* [Your goal] Could you write out the records below exactly as they appear, leaving out any pictures?

* [Task inputs]
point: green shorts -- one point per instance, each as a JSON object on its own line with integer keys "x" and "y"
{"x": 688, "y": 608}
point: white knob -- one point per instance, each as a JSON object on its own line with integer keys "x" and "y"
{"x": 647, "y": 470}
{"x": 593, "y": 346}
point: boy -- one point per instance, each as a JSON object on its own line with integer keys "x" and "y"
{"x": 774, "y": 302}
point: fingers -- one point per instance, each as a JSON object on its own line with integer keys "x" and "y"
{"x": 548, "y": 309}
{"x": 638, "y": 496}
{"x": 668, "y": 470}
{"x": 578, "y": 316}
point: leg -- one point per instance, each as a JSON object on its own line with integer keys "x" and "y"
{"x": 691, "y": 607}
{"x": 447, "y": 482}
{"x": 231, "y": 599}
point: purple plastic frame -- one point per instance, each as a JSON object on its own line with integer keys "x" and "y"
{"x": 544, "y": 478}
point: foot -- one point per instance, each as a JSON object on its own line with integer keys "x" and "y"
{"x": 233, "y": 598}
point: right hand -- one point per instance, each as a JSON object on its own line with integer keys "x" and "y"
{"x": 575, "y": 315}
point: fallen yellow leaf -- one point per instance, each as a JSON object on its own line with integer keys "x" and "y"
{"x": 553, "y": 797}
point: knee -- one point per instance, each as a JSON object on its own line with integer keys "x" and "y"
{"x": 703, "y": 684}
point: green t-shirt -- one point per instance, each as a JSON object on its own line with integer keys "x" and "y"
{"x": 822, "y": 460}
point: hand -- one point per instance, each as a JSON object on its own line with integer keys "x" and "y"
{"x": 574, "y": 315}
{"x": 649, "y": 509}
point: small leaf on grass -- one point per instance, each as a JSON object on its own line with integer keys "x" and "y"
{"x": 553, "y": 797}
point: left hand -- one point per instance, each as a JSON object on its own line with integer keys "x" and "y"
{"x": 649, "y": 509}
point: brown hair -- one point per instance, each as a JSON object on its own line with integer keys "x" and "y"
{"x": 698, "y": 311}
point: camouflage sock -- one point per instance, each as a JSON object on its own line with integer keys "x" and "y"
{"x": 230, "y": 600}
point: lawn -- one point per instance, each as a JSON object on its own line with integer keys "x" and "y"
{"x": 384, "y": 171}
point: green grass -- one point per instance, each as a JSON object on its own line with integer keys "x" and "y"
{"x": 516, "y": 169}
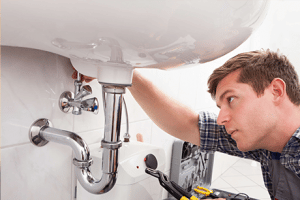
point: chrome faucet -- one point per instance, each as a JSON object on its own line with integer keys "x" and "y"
{"x": 41, "y": 132}
{"x": 74, "y": 100}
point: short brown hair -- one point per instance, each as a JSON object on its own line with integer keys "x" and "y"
{"x": 258, "y": 69}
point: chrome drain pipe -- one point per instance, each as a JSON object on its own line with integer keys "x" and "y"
{"x": 41, "y": 132}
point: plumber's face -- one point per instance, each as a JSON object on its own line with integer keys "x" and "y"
{"x": 246, "y": 117}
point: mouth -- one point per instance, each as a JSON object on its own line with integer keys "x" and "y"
{"x": 232, "y": 133}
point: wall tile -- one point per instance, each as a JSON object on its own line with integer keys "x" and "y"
{"x": 35, "y": 173}
{"x": 29, "y": 96}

* [Answer section]
point: green shorts -- one point per instance, each as a JSON object on its own line with integer keys "x" and "y"
{"x": 688, "y": 608}
point: white knob -- one point per instance, each as a JSON object on its own line with integer keys "x" and "y"
{"x": 647, "y": 470}
{"x": 593, "y": 346}
point: boy -- one point per instance, each as a JSON object on its own line with integer keys "x" and "y"
{"x": 774, "y": 302}
point: fingers -- one point per instance, each as a JSON object on its own line with integer keys "x" and "y"
{"x": 548, "y": 309}
{"x": 638, "y": 496}
{"x": 668, "y": 470}
{"x": 578, "y": 316}
point: leg -- one point per instance, each as a JSON object on its own line with integer keys "x" and "y"
{"x": 691, "y": 607}
{"x": 447, "y": 482}
{"x": 231, "y": 599}
point: purple plastic frame -- one point per instance, each as a JSON object on its own line with integer keys "x" and "y"
{"x": 544, "y": 478}
point: foot -- one point per instance, each as a JSON object on its own line with integer keys "x" and "y"
{"x": 233, "y": 598}
point: right hand -- one point per instance, each as a JSON object on its own line with integer keys "x" and "y"
{"x": 575, "y": 315}
point: fallen yellow leaf -- one point per instance, each as a JSON object on its own line with integer keys "x" and "y"
{"x": 553, "y": 797}
point: knee -- one point per instance, each as a JSON object on its own line with integer keys "x" and "y"
{"x": 703, "y": 684}
point: green t-shirt -- one point per instance, each as a JSON object on its own line with integer keys "x" and "y"
{"x": 822, "y": 460}
point: hand -- one point per instance, each as a JSON object on its own line with integer keys "x" and "y"
{"x": 574, "y": 315}
{"x": 649, "y": 509}
point: small leaf on grass -- one point per instance, each as a JSON object on its own line with integer keys "x" and "y"
{"x": 553, "y": 797}
point: left hand -- one point per instance, each as a JSON object on its own line with integer keys "x" and "y"
{"x": 649, "y": 509}
point: brown hair -- one point per instance, each as a JSON object on its own line with integer keys "x" and "y"
{"x": 698, "y": 311}
point: camouflage sock -- one point per instance, each as a JSON object on its own line with integer keys "x" and "y"
{"x": 230, "y": 600}
point: lawn -- one point per instance, each as a JSON object on its own line with integer keys "x" and "y"
{"x": 384, "y": 171}
point: green grass -- one point per instance, each as a JSON object on its own line with integer keys "x" and "y"
{"x": 516, "y": 169}
point: chrome faucet -- one point per instance, each as a JSON object on its own line with integer keys "x" and "y"
{"x": 41, "y": 132}
{"x": 74, "y": 100}
point: short brown hair -- one point per instance, each as a JSON object on its own line with integer keys "x" and "y"
{"x": 258, "y": 69}
point: chrome drain pipe -- one point per instance, each as a JSON object on its own line with integer keys "x" and "y"
{"x": 41, "y": 132}
point: plumber's face -- one point per instance, each as a JSON object on its own line with integer keys "x" and "y"
{"x": 246, "y": 117}
point: mouth -- one point per instance, each as a JSON object on its own line with integer keys "x" and "y"
{"x": 232, "y": 133}
point: wall tile -- one point per instance, each as a JSON object on its own line with integer keys "x" and "y"
{"x": 35, "y": 173}
{"x": 29, "y": 96}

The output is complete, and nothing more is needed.